- WHAT TO PRODUCE: Only one stretch of the records below is wanted: the lines from the one holding "the red jersey" through the one holding "the black jacket". Return it exactly, both ends included.
[[ SOURCE MATERIAL open ]]
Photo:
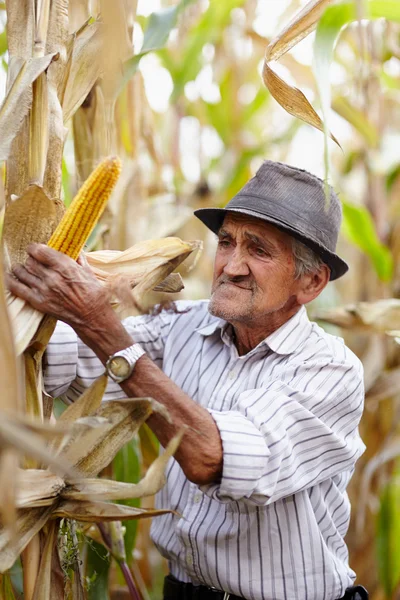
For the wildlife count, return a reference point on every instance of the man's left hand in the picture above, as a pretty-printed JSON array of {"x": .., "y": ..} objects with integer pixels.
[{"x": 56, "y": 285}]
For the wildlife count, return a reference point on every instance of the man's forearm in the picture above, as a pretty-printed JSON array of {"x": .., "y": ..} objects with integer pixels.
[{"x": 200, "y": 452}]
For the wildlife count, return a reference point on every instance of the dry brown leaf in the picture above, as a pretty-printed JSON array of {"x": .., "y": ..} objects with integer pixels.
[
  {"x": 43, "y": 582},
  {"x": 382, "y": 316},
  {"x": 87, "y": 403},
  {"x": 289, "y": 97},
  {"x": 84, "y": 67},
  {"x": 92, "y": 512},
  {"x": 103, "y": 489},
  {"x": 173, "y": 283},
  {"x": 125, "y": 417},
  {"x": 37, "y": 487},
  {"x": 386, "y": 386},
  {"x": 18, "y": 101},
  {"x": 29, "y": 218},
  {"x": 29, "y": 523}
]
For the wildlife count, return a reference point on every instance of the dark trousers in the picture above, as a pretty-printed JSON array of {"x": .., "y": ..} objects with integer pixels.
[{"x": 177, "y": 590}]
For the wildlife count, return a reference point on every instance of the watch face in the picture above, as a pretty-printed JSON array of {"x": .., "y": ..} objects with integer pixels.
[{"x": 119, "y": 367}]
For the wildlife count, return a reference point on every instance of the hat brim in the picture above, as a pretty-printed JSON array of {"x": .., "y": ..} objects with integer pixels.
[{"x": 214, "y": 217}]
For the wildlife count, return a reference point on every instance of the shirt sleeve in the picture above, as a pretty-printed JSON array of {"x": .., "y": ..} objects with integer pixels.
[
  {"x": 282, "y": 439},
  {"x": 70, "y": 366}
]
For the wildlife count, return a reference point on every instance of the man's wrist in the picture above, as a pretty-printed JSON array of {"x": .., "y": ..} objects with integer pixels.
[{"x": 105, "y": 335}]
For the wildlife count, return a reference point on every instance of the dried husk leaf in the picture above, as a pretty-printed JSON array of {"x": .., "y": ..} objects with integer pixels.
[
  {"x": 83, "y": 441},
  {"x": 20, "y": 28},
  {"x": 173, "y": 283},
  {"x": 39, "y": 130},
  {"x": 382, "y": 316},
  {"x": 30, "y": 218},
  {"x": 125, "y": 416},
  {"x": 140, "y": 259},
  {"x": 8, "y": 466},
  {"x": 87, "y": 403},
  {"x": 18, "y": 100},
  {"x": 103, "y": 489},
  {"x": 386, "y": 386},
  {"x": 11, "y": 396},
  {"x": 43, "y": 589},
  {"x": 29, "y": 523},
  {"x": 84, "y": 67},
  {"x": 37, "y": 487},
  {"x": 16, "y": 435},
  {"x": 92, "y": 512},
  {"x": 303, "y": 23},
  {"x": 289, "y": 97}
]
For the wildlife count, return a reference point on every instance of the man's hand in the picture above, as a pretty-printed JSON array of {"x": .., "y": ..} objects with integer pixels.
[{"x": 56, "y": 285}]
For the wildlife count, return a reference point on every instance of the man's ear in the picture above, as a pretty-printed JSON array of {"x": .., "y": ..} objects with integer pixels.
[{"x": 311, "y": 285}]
[[ SOURCE MATERIAL closed ]]
[[ SOURCE MATERIAL open ]]
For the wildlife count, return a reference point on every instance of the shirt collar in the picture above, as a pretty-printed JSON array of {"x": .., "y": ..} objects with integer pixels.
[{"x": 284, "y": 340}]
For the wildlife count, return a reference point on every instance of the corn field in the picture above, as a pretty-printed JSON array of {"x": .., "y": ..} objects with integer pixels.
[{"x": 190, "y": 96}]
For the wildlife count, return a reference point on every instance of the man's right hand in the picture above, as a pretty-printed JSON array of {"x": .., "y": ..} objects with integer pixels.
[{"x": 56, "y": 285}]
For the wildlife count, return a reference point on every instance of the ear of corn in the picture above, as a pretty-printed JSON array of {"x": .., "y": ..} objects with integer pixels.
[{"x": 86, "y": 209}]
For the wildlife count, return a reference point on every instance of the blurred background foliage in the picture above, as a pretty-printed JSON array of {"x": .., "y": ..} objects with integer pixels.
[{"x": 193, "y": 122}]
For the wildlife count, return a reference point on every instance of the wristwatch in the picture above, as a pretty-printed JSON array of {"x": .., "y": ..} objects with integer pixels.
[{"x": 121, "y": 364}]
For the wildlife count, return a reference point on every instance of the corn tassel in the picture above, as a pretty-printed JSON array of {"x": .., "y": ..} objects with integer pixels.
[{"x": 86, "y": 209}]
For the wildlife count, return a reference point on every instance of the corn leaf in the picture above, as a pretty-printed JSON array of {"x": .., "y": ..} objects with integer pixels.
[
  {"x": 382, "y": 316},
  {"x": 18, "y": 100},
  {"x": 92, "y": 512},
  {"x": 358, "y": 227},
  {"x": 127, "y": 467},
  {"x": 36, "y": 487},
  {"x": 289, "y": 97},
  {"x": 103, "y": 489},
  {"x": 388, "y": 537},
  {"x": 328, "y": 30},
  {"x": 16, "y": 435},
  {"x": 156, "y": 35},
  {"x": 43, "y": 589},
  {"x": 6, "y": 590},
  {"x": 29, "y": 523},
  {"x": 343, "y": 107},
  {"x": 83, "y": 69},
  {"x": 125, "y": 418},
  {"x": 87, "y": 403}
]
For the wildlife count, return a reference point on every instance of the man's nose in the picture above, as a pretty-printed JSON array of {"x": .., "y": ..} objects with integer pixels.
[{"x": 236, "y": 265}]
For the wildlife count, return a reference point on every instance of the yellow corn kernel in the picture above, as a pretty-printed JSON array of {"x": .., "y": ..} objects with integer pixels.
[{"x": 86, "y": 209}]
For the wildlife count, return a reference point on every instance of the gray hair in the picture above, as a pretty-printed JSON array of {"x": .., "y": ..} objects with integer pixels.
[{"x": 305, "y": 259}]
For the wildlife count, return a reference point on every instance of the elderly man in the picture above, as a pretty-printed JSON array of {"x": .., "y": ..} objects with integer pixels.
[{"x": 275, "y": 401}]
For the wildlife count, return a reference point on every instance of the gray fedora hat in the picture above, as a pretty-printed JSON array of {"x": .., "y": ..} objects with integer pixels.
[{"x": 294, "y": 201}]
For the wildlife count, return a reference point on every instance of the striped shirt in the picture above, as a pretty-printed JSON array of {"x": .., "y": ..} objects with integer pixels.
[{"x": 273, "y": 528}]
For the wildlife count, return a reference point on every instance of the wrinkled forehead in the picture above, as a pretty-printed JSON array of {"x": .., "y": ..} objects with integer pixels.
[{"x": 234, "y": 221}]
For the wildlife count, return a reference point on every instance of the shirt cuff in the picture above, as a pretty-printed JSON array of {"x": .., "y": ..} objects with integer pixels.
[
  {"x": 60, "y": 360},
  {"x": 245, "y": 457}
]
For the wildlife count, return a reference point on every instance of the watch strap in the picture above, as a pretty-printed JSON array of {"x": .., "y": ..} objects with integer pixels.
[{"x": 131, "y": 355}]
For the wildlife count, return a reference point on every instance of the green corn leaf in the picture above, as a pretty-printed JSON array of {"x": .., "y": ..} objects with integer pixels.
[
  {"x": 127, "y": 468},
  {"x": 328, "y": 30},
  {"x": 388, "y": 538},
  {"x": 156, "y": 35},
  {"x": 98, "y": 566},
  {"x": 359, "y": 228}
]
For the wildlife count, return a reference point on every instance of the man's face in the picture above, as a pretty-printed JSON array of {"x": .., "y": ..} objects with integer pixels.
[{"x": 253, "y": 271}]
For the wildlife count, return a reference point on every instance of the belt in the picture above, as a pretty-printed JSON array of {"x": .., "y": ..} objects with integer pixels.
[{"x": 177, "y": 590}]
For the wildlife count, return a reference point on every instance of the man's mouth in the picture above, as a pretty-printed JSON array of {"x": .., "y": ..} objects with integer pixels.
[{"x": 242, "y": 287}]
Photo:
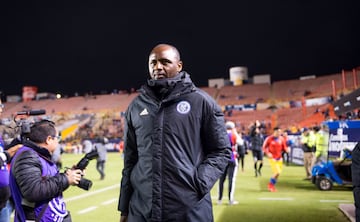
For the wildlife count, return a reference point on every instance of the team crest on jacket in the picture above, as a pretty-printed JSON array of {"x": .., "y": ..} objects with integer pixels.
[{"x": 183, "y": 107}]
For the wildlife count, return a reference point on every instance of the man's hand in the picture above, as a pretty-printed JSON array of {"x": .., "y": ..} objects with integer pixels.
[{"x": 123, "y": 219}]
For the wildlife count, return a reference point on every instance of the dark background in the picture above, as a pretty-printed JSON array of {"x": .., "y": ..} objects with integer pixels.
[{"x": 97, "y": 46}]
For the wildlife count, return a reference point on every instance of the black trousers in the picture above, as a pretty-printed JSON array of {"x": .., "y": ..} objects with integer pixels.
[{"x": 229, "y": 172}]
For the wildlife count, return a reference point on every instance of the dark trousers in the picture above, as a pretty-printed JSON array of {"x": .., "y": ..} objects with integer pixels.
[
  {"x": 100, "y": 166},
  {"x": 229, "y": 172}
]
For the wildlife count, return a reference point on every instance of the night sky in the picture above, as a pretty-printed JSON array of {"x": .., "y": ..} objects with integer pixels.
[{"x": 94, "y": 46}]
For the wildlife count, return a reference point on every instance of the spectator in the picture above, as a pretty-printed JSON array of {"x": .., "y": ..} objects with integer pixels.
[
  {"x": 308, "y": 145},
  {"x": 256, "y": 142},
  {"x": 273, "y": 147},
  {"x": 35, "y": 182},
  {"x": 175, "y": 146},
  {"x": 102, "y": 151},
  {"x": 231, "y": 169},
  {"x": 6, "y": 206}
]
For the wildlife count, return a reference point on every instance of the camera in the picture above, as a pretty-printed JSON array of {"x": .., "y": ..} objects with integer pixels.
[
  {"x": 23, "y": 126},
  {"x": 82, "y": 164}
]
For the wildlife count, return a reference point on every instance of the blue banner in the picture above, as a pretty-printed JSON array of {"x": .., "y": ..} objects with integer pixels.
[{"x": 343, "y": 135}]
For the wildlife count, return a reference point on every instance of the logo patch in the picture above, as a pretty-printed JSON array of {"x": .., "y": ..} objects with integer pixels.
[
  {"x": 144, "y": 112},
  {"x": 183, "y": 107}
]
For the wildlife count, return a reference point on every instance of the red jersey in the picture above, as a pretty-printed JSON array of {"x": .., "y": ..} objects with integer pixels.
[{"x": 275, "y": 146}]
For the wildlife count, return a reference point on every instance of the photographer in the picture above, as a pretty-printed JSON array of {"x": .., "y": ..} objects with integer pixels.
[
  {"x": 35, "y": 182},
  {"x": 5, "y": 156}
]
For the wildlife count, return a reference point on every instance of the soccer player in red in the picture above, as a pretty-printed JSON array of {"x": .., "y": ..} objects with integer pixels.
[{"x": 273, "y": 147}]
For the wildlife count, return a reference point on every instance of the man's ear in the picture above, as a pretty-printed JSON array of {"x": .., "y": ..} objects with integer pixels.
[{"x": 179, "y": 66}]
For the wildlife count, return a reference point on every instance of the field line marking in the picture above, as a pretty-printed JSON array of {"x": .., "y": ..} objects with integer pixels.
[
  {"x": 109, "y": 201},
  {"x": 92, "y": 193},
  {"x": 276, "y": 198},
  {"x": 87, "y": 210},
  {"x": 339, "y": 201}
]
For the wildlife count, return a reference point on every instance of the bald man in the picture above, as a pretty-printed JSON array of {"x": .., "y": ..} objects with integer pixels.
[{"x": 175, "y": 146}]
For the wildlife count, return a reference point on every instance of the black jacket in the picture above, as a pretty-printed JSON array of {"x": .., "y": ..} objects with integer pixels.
[[ SOURCE MATERIAL closed ]]
[[ SOURCE MATERIAL open ]]
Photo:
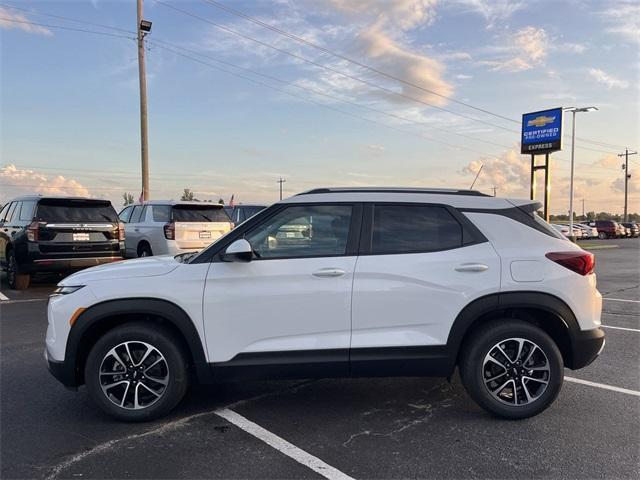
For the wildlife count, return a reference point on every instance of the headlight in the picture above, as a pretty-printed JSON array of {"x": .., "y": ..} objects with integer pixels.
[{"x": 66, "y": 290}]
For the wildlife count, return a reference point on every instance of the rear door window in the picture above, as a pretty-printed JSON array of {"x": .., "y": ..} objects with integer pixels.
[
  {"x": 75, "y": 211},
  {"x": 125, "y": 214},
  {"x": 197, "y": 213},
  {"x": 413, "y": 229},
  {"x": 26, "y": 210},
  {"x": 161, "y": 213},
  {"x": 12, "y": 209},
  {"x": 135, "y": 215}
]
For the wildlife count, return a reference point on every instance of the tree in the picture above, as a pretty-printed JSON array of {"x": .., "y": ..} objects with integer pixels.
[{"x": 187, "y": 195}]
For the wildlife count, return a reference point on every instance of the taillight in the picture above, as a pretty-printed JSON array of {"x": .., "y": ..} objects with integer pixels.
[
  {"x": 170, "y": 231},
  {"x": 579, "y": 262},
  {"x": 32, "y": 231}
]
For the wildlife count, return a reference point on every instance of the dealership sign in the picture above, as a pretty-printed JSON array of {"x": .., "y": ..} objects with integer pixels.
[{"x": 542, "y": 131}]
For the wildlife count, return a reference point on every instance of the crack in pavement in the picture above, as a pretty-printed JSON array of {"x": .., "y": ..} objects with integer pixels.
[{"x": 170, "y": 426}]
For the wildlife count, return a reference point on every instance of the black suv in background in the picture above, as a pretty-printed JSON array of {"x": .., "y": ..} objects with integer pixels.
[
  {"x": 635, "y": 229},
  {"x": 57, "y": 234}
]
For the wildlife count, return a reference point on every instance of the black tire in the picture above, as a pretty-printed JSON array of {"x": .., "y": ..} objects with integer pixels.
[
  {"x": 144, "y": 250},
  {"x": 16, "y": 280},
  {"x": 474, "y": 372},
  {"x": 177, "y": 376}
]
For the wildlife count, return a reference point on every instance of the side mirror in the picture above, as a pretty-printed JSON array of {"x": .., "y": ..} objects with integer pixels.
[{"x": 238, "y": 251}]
[[ SOURCE MATERIAL closed ]]
- TASK SOLUTION:
For the wildlife count, return a reference point on every instance of the red jersey in the picture above, as a pretty-printed JSON array of {"x": .., "y": ..} objects with integer pixels.
[{"x": 275, "y": 146}]
For the wildlife count, return a reference point on every instance of the photographer in the picture above, as a pretty-printed JSON array of {"x": .., "y": ..} objects with integer pixels.
[
  {"x": 35, "y": 182},
  {"x": 5, "y": 156}
]
For the wildlife count, return a reference point on every instance of the soccer player in red in the picture above, as a pretty-printed JSON array of {"x": .., "y": ..} objects with integer pixels.
[{"x": 273, "y": 147}]
For the wildlife count, return a reference point on every instance of the man's ear in the picture above, as a pretty-printed JSON array of {"x": .., "y": ..} objects with integer pixels.
[{"x": 179, "y": 66}]
For the wildlife count, return a reference point on every instance of the field line marking in the picture above, as a pretty-printed JSON array of {"x": .., "y": ..} objects with integer pixels.
[
  {"x": 109, "y": 201},
  {"x": 92, "y": 193},
  {"x": 276, "y": 198},
  {"x": 87, "y": 210},
  {"x": 339, "y": 201}
]
For the wildlife count, return a reference point on every instance of the bald man in the picture above, as a pretty-printed JSON array of {"x": .., "y": ..} objects with integer pixels.
[{"x": 175, "y": 146}]
For the wildlife count, return a reference point on every instance of the black jacket in the picture above, as a pretty-printed JSON array of {"x": .., "y": ..} objects with integer pixels.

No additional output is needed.